■ Activity ■
All entries are to be returned verbatim.

*** Opening Dataset content ***

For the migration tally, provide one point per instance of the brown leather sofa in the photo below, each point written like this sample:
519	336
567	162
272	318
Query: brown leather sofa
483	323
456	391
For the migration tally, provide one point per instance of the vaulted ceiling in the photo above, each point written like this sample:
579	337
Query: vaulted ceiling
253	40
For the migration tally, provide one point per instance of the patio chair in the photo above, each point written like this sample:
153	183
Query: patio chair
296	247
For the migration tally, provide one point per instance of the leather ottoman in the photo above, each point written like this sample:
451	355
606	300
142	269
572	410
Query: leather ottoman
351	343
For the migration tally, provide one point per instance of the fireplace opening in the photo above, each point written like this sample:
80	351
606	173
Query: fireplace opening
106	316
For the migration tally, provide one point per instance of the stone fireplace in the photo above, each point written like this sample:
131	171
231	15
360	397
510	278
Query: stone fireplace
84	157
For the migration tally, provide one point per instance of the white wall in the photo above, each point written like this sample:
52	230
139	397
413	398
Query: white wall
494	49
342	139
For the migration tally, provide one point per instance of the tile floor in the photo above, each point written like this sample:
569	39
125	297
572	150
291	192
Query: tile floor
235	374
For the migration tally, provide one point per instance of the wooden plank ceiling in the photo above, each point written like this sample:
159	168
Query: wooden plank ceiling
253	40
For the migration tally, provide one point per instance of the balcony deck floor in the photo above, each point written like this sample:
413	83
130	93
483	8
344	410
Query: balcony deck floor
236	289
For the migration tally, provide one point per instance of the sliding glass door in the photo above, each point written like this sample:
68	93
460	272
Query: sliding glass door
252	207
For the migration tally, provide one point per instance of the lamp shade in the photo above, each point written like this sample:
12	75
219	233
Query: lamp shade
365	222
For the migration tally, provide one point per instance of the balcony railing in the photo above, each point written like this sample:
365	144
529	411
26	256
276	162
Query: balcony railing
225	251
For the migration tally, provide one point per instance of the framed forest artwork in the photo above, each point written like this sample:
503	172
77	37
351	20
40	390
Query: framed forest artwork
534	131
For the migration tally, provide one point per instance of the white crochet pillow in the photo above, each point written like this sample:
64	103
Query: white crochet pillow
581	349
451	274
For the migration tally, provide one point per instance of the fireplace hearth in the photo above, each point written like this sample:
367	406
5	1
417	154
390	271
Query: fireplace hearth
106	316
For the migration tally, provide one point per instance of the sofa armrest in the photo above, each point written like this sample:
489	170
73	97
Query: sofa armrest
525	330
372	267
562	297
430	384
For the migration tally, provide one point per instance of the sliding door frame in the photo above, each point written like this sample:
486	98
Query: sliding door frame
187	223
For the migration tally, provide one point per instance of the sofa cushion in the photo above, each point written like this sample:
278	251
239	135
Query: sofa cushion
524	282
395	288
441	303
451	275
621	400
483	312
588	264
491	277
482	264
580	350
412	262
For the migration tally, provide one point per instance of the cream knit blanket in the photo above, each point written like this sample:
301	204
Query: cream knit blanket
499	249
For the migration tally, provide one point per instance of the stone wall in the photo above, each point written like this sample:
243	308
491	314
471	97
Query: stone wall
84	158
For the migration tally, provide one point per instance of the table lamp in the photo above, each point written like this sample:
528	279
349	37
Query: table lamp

*** Closing Dataset content ***

■ Solved problem ■
For the migration tally, provide one point per instance of the brown leather sofa in the photo below, each point written like this sample:
519	336
567	162
272	318
Query: brown leather sofa
483	323
456	391
For the migration tally, provide one point per instance of the vaulted ceiling in the photo above, each point written like this sample:
579	337
Query: vaulted ceiling
253	40
For the migration tally, provide one point per instance of the patio chair in the photo above, each point written like this sample:
153	183
Query: patio chair
296	247
For the migration tally, provide one point per instance of the leather ottoman in the photo above, each point written like this sample:
451	355
606	300
142	269
572	410
Query: leather ottoman
351	343
For the migration tally, provide one point per instance of the fireplace opening in the photo above, each point written like this sample:
80	351
606	173
Query: fireplace opening
106	316
For the migration tally, provide one point per instance of the stone fireplace in the photo above, each point written like this sample:
131	171
231	15
360	397
510	278
Query: stone fireplace
84	157
For the migration tally, provide one point per instance of the white wall in the photo above, each point written like this sample:
52	230
139	397
413	398
Query: white wall
494	49
342	139
For the migration tally, provide one point per instance of the tile floor in the photo above, each point written like this sample:
569	39
125	297
572	150
291	192
Query: tile floor
235	374
For the migration tally, provide one point per instance of the wooden plank ceiling in the photo above, each point written like this sample:
159	168
Query: wooden plank ceiling
253	40
For the migration tally, provide one point per instance of the balcony deck floor in the photo above, each point written like this sample:
413	83
130	93
483	8
344	410
Query: balcony deck floor
236	289
For the migration tally, provide one point per instance of the sliding glass door in the photo above, each point written like this sample:
68	93
460	272
Query: sliding glass door
252	207
For the migration tally, provide one point per instance of the lamp shade in the photo above, each point written like this sample:
12	75
219	233
Query: lamp shade
365	222
For the migration tally, provide one point per instance of the balcony railing in the photo above, each point written like this sample:
365	144
529	411
26	256
276	162
Query: balcony railing
225	251
For the migration tally, provide one point per instance of the framed forest artwork in the photo above, each point written like this sample:
503	172
77	37
351	20
40	390
Query: framed forest artwork
534	131
For the migration tally, provide one point per instance of the white crochet pillow in the photo above, each point written like this sample:
64	103
Query: white crochet pillow
581	349
451	274
For the migration tally, provide one point per instance of the fireplace hearth in the photo above, each point written like this sample:
367	406
5	1
417	154
390	271
Query: fireplace hearth
106	316
For the migration tally, provide one point per instance of the sofa armrest in the photo above, each point written like this sample:
489	170
73	97
Query: sofa armrest
525	330
372	267
562	297
430	384
For the migration tally, provide one point per instance of the sliding door frame in the photo above, each point written like this sample:
486	98
Query: sliding door frame
187	223
For the migration tally, provide one point per instance of the sofa cushion in the photo above, each point written like this sample:
278	251
239	135
Query: sofa cushion
524	282
395	288
441	303
451	275
621	400
483	312
588	264
491	277
482	264
580	350
412	262
For the migration tally, provide one point per instance of the cream knit blanket in the photo above, each point written like this sample:
301	204
Query: cream knit blanket
499	249
For the migration tally, provide one point per instance of the stone wall in the photo above, each point written like this sample:
243	308
491	314
471	97
Query: stone wall
84	158
For the migration tally, provide one point per instance of the table lamp in the photo above, each point written like this sample:
528	279
349	37
Query: table lamp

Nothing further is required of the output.